A run of rows
○ ○ ○
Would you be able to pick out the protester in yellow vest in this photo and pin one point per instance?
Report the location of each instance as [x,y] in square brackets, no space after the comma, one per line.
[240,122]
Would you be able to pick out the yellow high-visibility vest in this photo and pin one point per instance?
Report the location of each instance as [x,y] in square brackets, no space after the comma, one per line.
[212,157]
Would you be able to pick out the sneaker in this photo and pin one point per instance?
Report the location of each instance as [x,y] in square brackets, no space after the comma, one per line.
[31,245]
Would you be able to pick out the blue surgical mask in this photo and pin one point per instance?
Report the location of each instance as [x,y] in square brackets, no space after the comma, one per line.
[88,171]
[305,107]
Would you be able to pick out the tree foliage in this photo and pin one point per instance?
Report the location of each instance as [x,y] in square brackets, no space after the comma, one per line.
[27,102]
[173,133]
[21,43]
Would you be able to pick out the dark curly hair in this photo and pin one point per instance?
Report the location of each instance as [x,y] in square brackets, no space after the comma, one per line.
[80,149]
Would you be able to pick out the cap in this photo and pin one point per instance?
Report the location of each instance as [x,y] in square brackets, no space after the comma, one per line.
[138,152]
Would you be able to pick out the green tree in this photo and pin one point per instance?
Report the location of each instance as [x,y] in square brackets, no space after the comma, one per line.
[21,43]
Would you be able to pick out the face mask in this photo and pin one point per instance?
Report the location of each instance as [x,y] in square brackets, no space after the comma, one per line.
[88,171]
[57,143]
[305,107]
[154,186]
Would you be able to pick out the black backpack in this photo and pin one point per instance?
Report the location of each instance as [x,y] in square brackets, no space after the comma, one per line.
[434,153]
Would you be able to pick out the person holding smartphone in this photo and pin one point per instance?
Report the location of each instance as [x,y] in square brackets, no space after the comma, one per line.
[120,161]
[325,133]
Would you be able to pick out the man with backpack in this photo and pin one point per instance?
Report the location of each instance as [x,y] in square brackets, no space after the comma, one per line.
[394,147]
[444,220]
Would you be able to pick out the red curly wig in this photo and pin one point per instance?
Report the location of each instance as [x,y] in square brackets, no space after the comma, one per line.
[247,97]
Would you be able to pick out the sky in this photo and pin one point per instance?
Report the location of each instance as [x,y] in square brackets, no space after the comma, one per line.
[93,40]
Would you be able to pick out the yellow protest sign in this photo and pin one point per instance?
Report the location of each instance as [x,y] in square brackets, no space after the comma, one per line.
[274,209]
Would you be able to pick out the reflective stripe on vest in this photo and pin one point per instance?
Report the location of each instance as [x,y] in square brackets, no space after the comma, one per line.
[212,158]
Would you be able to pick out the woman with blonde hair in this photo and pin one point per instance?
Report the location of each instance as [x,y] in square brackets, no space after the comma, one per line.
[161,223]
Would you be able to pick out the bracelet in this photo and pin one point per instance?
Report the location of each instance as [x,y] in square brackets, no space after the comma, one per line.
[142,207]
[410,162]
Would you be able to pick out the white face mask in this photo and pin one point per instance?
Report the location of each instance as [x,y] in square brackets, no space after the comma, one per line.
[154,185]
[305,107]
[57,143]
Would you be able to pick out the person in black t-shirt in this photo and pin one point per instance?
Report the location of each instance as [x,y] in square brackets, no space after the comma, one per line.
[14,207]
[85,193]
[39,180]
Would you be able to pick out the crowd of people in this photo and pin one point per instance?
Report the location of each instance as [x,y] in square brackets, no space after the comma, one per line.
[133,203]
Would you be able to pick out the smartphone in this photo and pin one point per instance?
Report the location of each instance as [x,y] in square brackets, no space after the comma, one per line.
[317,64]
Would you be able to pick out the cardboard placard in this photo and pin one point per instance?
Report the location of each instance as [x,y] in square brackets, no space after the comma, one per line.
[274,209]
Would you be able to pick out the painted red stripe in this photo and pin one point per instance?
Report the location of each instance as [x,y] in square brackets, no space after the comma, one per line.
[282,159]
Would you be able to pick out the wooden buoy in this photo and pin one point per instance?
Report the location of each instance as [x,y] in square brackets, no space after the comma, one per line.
○ ○ ○
Rewrite the rows from the line holding "Would you be able to pick out the woman" through the last row, inclusive, swapping "bracelet" for "wristband" and leaving every other word as it is.

Would you be able to pick out the woman with blonde hair in this photo and pin one point per instance?
Report the location of each instance as [x,y] in square brackets, no space after the comma, one per line.
[161,223]
Would you be able to pick out the wristband in this photo and pin one point per instance?
Report the location of each instance as [x,y] in square brackets, no space after the comma, one per line.
[142,207]
[410,162]
Would you be able to pick out the white face mask in this photo and pin one point per instance?
Report the location of each instance as [x,y] in square brackets, no space after the comma, one per line.
[154,185]
[305,107]
[57,143]
Would you be able to pick out the person in black t-shirt in this photo and pin one point per instance?
Report the location of each instance as [x,y] in square brackets, no space after the comma, one per line.
[14,207]
[85,193]
[39,180]
Would you be able to pick out the crowd of people in this photo and pin one point per instance?
Report the location of each instance as [x,y] in square brackets, no space after the comma, one per line.
[133,203]
Would you be able to pick out the smartphone in this photo and pin one point per instance?
Report the location of each instance as [x,y] in square brackets, no space after the comma, one per line.
[317,64]
Would you be able to pick out the cardboard placard in this photo and pin one point per instance?
Report the location of each instance as [x,y] in square brackets, no space after the comma, one per line.
[274,209]
Would you be able to pick out the painted red stripe in this photo and pin one point per instance?
Report the location of each instance as [x,y] in square brackets, no space after the comma, one per line.
[282,159]
Would you be able to pick out the wooden buoy in this photo and pin one point per instance?
Report the location of each instance as [x,y] in square brackets, no space after the comma, one per line.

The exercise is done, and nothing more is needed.